▶ **WHAT TO DO**
Copy the items below verbatim, from the line containing "Detect the yellow" through the line containing "top-left (29, 97), bottom-right (33, 122)", including both of those lines.

━━━━━━

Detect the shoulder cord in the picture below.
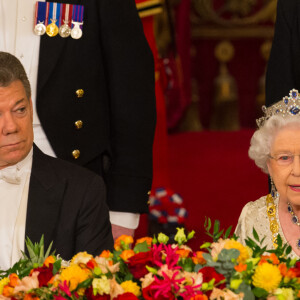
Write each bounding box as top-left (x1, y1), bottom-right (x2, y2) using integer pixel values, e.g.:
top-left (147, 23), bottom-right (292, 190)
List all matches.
top-left (266, 194), bottom-right (279, 248)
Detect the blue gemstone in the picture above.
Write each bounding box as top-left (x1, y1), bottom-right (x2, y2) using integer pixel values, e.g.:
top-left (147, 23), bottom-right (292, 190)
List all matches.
top-left (290, 107), bottom-right (300, 115)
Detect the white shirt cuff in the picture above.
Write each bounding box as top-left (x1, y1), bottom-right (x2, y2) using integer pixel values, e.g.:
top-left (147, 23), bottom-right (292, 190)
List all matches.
top-left (109, 211), bottom-right (140, 229)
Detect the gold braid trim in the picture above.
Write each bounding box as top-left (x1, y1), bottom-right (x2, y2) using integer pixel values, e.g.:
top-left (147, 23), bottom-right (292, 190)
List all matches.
top-left (136, 0), bottom-right (163, 18)
top-left (266, 194), bottom-right (279, 248)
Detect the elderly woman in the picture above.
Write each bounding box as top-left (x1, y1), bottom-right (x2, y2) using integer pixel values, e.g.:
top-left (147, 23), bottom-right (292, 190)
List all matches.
top-left (236, 90), bottom-right (300, 257)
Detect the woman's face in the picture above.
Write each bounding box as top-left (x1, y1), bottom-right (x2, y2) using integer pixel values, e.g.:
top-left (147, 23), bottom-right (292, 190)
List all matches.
top-left (267, 126), bottom-right (300, 206)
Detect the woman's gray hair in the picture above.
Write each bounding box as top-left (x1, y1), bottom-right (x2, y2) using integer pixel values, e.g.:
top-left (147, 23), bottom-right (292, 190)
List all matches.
top-left (248, 116), bottom-right (300, 174)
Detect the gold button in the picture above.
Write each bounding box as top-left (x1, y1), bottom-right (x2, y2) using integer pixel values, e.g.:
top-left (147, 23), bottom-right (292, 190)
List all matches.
top-left (76, 89), bottom-right (84, 98)
top-left (75, 120), bottom-right (83, 129)
top-left (72, 149), bottom-right (80, 159)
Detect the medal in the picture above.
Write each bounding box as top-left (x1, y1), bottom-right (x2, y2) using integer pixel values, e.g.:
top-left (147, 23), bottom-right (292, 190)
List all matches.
top-left (58, 4), bottom-right (72, 38)
top-left (58, 23), bottom-right (71, 38)
top-left (46, 19), bottom-right (58, 37)
top-left (71, 5), bottom-right (83, 40)
top-left (33, 22), bottom-right (46, 35)
top-left (33, 1), bottom-right (47, 35)
top-left (46, 2), bottom-right (60, 37)
top-left (71, 21), bottom-right (83, 40)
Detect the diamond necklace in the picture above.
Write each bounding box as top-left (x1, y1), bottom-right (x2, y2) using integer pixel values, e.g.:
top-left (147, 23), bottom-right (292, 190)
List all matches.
top-left (288, 202), bottom-right (300, 249)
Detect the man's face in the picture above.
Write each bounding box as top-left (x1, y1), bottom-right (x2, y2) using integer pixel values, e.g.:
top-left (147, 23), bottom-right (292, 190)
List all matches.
top-left (0, 80), bottom-right (33, 169)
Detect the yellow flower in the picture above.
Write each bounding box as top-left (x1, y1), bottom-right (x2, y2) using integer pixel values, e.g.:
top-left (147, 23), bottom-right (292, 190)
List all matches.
top-left (252, 263), bottom-right (282, 292)
top-left (0, 277), bottom-right (9, 295)
top-left (224, 240), bottom-right (251, 263)
top-left (60, 265), bottom-right (91, 291)
top-left (92, 276), bottom-right (110, 296)
top-left (274, 288), bottom-right (295, 300)
top-left (71, 251), bottom-right (93, 265)
top-left (120, 249), bottom-right (135, 261)
top-left (135, 237), bottom-right (153, 247)
top-left (121, 280), bottom-right (141, 297)
top-left (114, 234), bottom-right (133, 251)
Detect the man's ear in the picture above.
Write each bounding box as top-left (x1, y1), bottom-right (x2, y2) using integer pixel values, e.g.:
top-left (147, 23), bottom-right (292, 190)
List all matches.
top-left (267, 159), bottom-right (273, 177)
top-left (29, 97), bottom-right (33, 122)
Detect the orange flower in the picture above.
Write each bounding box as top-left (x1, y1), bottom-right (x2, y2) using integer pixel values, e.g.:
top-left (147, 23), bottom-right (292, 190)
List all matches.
top-left (99, 250), bottom-right (113, 258)
top-left (120, 249), bottom-right (135, 261)
top-left (86, 258), bottom-right (98, 270)
top-left (278, 263), bottom-right (287, 277)
top-left (114, 234), bottom-right (133, 251)
top-left (286, 268), bottom-right (297, 278)
top-left (135, 237), bottom-right (153, 247)
top-left (9, 273), bottom-right (20, 287)
top-left (191, 295), bottom-right (208, 300)
top-left (269, 253), bottom-right (279, 265)
top-left (192, 251), bottom-right (206, 265)
top-left (24, 294), bottom-right (40, 300)
top-left (2, 285), bottom-right (14, 298)
top-left (234, 263), bottom-right (247, 272)
top-left (44, 255), bottom-right (55, 268)
top-left (176, 249), bottom-right (191, 258)
top-left (258, 255), bottom-right (270, 266)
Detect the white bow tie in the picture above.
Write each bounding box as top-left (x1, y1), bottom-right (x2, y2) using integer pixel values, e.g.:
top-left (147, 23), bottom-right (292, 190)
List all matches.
top-left (0, 166), bottom-right (21, 184)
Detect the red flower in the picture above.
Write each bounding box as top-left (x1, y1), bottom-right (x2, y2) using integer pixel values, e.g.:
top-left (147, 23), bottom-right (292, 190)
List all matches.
top-left (86, 258), bottom-right (97, 270)
top-left (33, 264), bottom-right (53, 287)
top-left (199, 267), bottom-right (226, 289)
top-left (114, 293), bottom-right (139, 300)
top-left (85, 286), bottom-right (110, 300)
top-left (142, 282), bottom-right (175, 300)
top-left (127, 251), bottom-right (154, 279)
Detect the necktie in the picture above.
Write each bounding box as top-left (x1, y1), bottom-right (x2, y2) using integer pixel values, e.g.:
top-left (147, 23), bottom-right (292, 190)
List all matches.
top-left (0, 166), bottom-right (21, 184)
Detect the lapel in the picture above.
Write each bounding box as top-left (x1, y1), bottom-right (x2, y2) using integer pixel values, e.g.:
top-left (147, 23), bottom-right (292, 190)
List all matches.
top-left (25, 145), bottom-right (66, 247)
top-left (37, 0), bottom-right (82, 98)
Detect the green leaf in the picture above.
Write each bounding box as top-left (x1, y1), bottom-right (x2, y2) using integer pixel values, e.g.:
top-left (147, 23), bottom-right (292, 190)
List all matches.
top-left (285, 246), bottom-right (292, 255)
top-left (133, 241), bottom-right (149, 253)
top-left (77, 278), bottom-right (93, 290)
top-left (200, 242), bottom-right (211, 249)
top-left (252, 287), bottom-right (269, 298)
top-left (235, 282), bottom-right (255, 300)
top-left (224, 226), bottom-right (232, 239)
top-left (52, 259), bottom-right (61, 275)
top-left (252, 227), bottom-right (259, 242)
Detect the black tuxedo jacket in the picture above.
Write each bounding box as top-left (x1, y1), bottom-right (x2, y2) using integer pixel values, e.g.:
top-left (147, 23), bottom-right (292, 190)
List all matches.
top-left (25, 146), bottom-right (113, 260)
top-left (266, 0), bottom-right (300, 106)
top-left (37, 0), bottom-right (155, 213)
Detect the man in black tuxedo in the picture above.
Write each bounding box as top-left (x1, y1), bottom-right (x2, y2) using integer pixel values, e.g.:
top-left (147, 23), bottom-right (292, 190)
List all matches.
top-left (0, 0), bottom-right (156, 237)
top-left (0, 52), bottom-right (113, 268)
top-left (266, 0), bottom-right (300, 106)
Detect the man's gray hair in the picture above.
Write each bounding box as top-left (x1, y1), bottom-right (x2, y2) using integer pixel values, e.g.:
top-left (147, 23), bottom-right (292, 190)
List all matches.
top-left (0, 51), bottom-right (31, 100)
top-left (248, 116), bottom-right (300, 174)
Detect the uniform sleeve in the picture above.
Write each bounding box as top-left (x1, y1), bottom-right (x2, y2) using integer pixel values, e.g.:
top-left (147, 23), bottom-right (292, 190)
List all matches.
top-left (234, 203), bottom-right (250, 245)
top-left (266, 0), bottom-right (300, 106)
top-left (75, 176), bottom-right (113, 255)
top-left (99, 0), bottom-right (156, 213)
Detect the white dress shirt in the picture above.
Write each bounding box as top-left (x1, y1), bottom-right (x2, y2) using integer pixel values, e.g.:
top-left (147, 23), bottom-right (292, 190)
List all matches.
top-left (0, 149), bottom-right (33, 270)
top-left (0, 0), bottom-right (139, 229)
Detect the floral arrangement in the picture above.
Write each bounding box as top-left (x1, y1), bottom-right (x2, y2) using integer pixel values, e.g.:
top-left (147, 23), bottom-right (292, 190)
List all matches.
top-left (0, 219), bottom-right (300, 300)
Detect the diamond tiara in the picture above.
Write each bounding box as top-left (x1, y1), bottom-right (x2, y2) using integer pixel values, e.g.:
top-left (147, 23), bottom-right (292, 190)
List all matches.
top-left (256, 89), bottom-right (300, 128)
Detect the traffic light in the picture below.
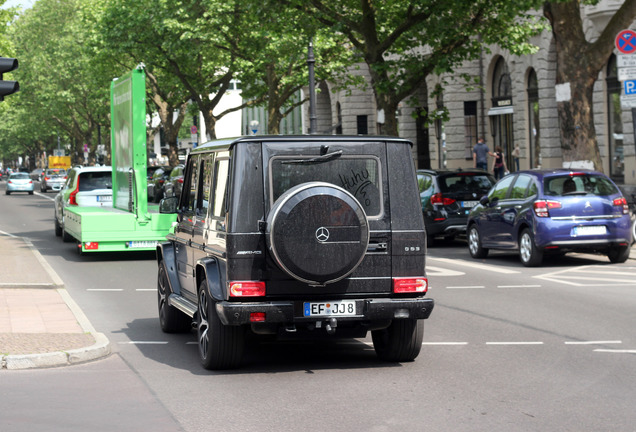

━━━━━━

▶ **TASK SOLUTION**
Detect the yellow flower in the picture above.
Write each bounding box as top-left (x1, y1), bottom-right (x2, y2) using integer pixel values, e.g.:
top-left (147, 23), bottom-right (292, 190)
List all matches.
top-left (252, 263), bottom-right (282, 292)
top-left (0, 277), bottom-right (9, 295)
top-left (224, 240), bottom-right (251, 263)
top-left (60, 265), bottom-right (91, 291)
top-left (92, 276), bottom-right (110, 296)
top-left (274, 288), bottom-right (295, 300)
top-left (71, 251), bottom-right (93, 265)
top-left (120, 249), bottom-right (135, 261)
top-left (135, 237), bottom-right (153, 247)
top-left (121, 280), bottom-right (141, 297)
top-left (114, 234), bottom-right (133, 251)
Detect the man's ear in the picture above.
Write each bounding box as top-left (x1, y1), bottom-right (x2, y2) using integer pixel values, e.g.:
top-left (147, 23), bottom-right (292, 190)
List all matches.
top-left (267, 159), bottom-right (273, 177)
top-left (29, 97), bottom-right (33, 122)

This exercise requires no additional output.